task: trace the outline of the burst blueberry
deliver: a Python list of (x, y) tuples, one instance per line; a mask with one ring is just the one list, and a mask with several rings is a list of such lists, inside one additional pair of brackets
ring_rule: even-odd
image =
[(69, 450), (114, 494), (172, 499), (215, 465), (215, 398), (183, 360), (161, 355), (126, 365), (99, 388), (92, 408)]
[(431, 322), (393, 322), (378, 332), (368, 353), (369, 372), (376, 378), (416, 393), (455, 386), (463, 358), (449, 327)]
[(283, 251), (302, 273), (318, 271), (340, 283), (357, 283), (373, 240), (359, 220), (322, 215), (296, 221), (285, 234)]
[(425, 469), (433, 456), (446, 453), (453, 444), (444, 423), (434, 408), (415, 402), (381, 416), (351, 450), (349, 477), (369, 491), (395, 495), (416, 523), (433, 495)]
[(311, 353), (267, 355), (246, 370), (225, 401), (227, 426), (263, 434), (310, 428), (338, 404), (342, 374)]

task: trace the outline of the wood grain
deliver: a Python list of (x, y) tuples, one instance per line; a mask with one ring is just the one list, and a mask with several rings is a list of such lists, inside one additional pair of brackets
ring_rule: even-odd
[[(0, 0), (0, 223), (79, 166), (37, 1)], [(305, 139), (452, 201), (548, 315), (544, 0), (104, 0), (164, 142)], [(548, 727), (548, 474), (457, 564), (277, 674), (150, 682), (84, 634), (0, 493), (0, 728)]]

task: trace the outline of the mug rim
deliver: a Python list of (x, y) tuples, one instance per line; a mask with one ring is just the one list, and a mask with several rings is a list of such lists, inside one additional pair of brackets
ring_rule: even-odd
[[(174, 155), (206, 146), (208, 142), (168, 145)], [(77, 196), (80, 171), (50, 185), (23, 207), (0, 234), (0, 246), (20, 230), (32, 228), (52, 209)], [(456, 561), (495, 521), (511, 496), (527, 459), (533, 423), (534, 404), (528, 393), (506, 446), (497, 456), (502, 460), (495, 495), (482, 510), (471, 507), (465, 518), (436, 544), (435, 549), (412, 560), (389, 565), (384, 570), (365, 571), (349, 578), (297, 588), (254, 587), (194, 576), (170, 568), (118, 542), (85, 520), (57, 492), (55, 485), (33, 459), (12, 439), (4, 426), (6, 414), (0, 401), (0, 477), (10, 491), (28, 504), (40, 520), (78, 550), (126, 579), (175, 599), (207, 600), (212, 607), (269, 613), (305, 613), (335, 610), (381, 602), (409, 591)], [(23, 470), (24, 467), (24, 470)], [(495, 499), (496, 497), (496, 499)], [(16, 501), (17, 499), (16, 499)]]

Your objective
Rewrite the part of the records that opens with the line containing "task: trace the outline of the wood grain" and closes with the end of the records as a two-column CSV with the columns instruction and polygons, one row per record. Put each record's text and its answer in a single quoted field, with line breaks turned into spaces.

Answer for the task
instruction,polygons
"task: trace the outline of the wood grain deliver: a Python list of (x, y) tuples, one instance per line; a mask with one ring is just the one list, and a mask with several rings is a list of such lists, inside one additional pair of brackets ring_rule: even-odd","[[(0, 0), (0, 223), (79, 166), (37, 1)], [(305, 139), (452, 201), (548, 315), (544, 0), (104, 0), (164, 142)], [(548, 727), (548, 474), (457, 564), (277, 674), (150, 682), (84, 634), (0, 493), (0, 728)]]"
"task: trace the outline of the mug rim deliver: a Python list of (x, y) tuples, one instance per line; a mask with one ring is just the one list, and a mask with several rings is a list of such lists, inside one additional pair of brackets ring_rule: even-odd","[[(174, 155), (206, 146), (208, 142), (168, 145)], [(77, 196), (80, 171), (50, 185), (23, 207), (0, 234), (0, 246), (20, 230), (32, 228), (52, 209)], [(456, 561), (495, 521), (511, 496), (527, 459), (533, 423), (534, 404), (528, 393), (506, 446), (497, 456), (502, 460), (495, 495), (482, 510), (471, 507), (465, 518), (436, 544), (435, 549), (412, 560), (389, 565), (384, 570), (365, 571), (349, 578), (297, 588), (254, 587), (194, 576), (170, 568), (118, 542), (85, 520), (57, 492), (55, 485), (33, 459), (12, 439), (4, 426), (6, 414), (0, 401), (0, 477), (10, 491), (28, 504), (40, 520), (78, 550), (126, 579), (175, 599), (207, 600), (212, 607), (269, 613), (305, 613), (335, 610), (381, 602), (409, 591)], [(23, 470), (24, 467), (24, 470)], [(495, 499), (496, 497), (496, 499)], [(16, 501), (17, 499), (16, 499)]]"